Requirement
Copy out each line in the rows below that contains the word "stucco". Matching is case-sensitive.

Input for this task
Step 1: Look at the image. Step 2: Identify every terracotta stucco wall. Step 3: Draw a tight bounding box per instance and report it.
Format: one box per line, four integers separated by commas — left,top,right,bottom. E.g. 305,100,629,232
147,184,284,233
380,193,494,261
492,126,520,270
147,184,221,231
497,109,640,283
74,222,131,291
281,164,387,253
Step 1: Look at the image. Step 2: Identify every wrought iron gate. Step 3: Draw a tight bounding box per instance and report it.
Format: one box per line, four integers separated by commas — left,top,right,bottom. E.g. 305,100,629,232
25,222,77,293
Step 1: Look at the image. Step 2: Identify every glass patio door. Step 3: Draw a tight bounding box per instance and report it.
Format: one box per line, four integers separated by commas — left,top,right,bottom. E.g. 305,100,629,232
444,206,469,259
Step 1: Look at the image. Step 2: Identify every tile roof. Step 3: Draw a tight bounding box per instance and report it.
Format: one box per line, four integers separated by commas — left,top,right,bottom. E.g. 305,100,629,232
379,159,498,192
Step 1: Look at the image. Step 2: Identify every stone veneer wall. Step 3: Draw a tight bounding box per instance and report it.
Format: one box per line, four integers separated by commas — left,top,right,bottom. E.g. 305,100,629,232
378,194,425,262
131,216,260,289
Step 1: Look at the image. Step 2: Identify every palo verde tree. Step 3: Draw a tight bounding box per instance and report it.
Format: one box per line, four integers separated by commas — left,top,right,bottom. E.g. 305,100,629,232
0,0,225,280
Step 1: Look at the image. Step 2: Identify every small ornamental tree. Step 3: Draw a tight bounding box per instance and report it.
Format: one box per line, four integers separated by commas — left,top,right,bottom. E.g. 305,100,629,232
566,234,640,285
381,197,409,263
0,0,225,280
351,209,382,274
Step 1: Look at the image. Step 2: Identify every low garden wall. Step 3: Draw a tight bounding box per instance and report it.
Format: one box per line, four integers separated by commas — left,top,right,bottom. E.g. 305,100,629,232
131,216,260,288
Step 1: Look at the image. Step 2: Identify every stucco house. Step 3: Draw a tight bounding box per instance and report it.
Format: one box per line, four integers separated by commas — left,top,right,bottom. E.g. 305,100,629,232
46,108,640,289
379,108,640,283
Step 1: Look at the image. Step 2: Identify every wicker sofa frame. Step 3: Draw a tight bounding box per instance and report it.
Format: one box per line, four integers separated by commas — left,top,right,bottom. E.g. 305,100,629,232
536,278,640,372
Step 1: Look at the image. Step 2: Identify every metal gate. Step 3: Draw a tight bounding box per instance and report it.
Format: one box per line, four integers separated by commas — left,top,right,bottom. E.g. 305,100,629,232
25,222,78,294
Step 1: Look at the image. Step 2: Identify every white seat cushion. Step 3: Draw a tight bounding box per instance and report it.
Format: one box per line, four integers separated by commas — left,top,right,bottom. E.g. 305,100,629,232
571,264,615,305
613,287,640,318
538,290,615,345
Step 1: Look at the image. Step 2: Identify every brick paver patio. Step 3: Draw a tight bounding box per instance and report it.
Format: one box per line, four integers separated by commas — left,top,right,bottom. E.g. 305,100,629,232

Correct response
Step 1: Look at the image. Step 2: Identify every terracotta stucco wall. Step 3: Draw a tight bounding box per instance and report it.
Step 1: Look at the image. Step 2: Identify every stucco house. Step 3: Draw a tight bounding box per instance and report it.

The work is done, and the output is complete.